WORK INSTRUCTIONS> Give back the listing below line for line without changing anything, and omit the pictures from your answer.

=-=-=-=-=

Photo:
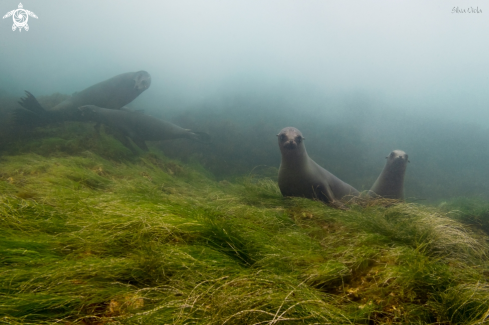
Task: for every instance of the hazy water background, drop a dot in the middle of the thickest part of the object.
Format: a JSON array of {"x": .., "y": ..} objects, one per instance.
[{"x": 359, "y": 79}]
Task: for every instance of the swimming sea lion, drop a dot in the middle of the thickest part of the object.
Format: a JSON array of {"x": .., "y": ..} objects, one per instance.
[
  {"x": 390, "y": 183},
  {"x": 300, "y": 176},
  {"x": 113, "y": 93},
  {"x": 138, "y": 127}
]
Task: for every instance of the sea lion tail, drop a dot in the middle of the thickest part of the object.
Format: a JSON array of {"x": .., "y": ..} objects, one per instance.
[{"x": 200, "y": 136}]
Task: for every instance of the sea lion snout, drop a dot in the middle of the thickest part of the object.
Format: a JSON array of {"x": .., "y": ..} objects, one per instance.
[
  {"x": 289, "y": 138},
  {"x": 142, "y": 80}
]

=-=-=-=-=

RESULT OF THE EXERCISE>
Photo:
Task: for every instance of the hazy water background, drop a dot in the middle of the thickest part of the object.
Format: a JSON array of {"x": .., "y": ..} objects, one per instance.
[{"x": 359, "y": 79}]
Task: for every instance of the swimming sea lion, drop a dot in the middle of the thickest part of the object.
Format: a JSON array of {"x": .., "y": ..} objects, one per instance.
[
  {"x": 390, "y": 183},
  {"x": 300, "y": 176},
  {"x": 113, "y": 93},
  {"x": 138, "y": 127}
]
Task: for every instance of the sea lion tail, drop a dot in the middle of the thickest part of the object.
Format: a JSON array of {"x": .., "y": ..} objects, one per instance.
[{"x": 200, "y": 136}]
Task: for every instance of the sea lion snout, drop a dot in the middle of the thickest part of the object.
Format: a JSON array of {"x": .., "y": ..} objects, one per instance.
[
  {"x": 289, "y": 138},
  {"x": 142, "y": 80}
]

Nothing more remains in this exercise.